Surface Developer Solution A

Metol

2.5 g

L-ascorbic acid

10.0 g

Sodium metaborate, tetrahydrated

38.0 g

Potassium bromide

1.0 g


Water to make 1 liter. Internal Developer Solution B

Metol

2.0 g

Anhydrous sodium sulfite

90.0 g

Hydroquinone

8.0 g

Sodium carbonate, monohydrated

52.5 g

Potassium bromide

5.0 g

Potassium iodide

0.5 g


Water to make 1 liter.
• The internal latent image-type silver halide emulsion used in this invention includes those prepared by various methods; for example, conversion-type silver halide emulsions as disclosed in U.S. Patent No. 2,592,250; silver halide emulsions having internally chemically sensitized silver halide grains as described in U.S. Patent Nos. 3,206,316, 3,317,322 and 3,369,778; silver halide emulsions containing multivalent metallic ions-incorporated silver halide grains as disclosed in U.S. Patent Nos. 3,271,157, 3,447,927 and 3,531,291; silver halide emulsions having doping agent-containing silver halide grains whose surface is weakly chemically sensitized as disclosed in U.S. Patent No. 3,761,276; silver halide emulsions comprising silver halide grains with a stratified structure as disclosed in Japanese Patent O.P.I. Publication Nos. 8524/1975, 38525/1975 and 2408/1978; and silver halide emulsions as disclosed in Japanese Patent O.P.I. Publications Nos. 156614/1977 and 127549/1980.

- **Supplied information**:
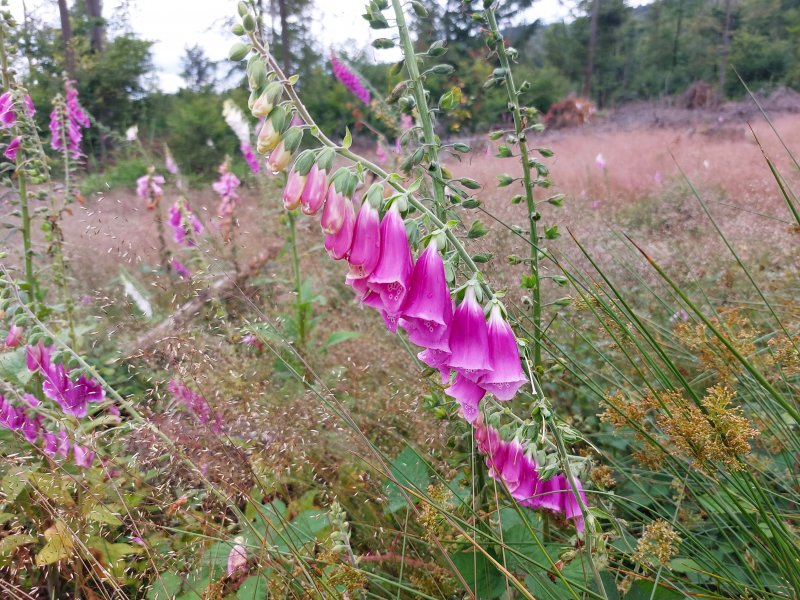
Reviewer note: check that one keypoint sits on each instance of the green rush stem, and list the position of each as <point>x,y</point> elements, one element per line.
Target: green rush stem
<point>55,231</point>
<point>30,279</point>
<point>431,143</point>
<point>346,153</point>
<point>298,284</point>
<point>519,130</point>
---
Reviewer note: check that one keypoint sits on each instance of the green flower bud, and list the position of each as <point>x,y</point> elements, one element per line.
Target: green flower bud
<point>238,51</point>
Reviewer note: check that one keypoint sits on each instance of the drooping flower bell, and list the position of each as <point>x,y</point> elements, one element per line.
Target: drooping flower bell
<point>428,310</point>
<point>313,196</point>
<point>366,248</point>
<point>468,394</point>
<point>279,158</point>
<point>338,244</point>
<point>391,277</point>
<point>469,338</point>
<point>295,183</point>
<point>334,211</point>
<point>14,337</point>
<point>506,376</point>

- **Short exercise A**:
Answer these questions using the passage on developer solutions and silver halide emulsions:
(i) How much Metol goes into Surface Developer Solution A?
(ii) How much potassium iodide goes into Internal Developer Solution B?
(iii) Which U.S. patent number is given for conversion-type silver halide emulsions?
- **Short exercise B**:
List every ingredient, other than water, in Internal Developer Solution B in the passage on developer solutions and silver halide emulsions.
- **Short exercise C**:
Extend the passage on developer solutions and silver halide emulsions, starting right after its last sentence.
You can do everything here without looking at the records.

- **Task result A**:
(i) 2.5 g
(ii) 0.5 g
(iii) U.S. Patent No. 2,592,250

- **Task result B**:
Metol
Anhydrous sodium sulfite
Hydroquinone
Sodium carbonate, monohydrated
Potassium bromide
Potassium iodide

- **Task result C**:
• Further, the internal latent image-type silver halide emulsion to be used in this invention may optionally contain any commonly usable stabilizers or antifoggants; for example, polyazaindenes and mercapto group-having nitrogen-containing heterocyclic compounds, such as 4-hydroxy-6-methyl-1,3,3a,7-tetrazaindene and 1-phenyl-5-mercaptotetrazole, which have a lower minimum density, and so more stable results can be obtained.
• The silver halide emulsion used in this invention optionally can be optically sensitized by commonly available sensitizing dyes. The combination of sensitizing dyes usable for the supersensitization of internal latent image-type silver halide emulsions, or negative-type silver halide emulsions is also generally useful for the silver halide emulsion used in this invention. For such sensitizing dyes reference can be made to Research Disclosure (hereinafter abbreviated to RD) Nos. 15162 and 17643.
• The silver halide emulsion used in this invention may, if necessary, contain various additives such as wetting agent, physical property improving agent, coating aid, gelatin plasticizer, surface active agent, ultraviolet absorbing agent, pH adjusting agent, oxidation inhibitor, antistatic agent, viscosity increasing agent, granularity improving agent, dyes, mordant, brightening agent, developing speed control agent, matting agent.
• The silver halide emulsion prepared as mentioned above is coated, if necessary, through subbing layer, antihalation layer, or filter layer on a support, whereby an internal latent image-type light-sensitive material of this invention is obtained.
• Making the light-sensitive material of this invention into one for full color use is useful. In this instance, the silver halide photographic emulsion is desirable to contain cyan, magenta and yellow dyes-forming couplers.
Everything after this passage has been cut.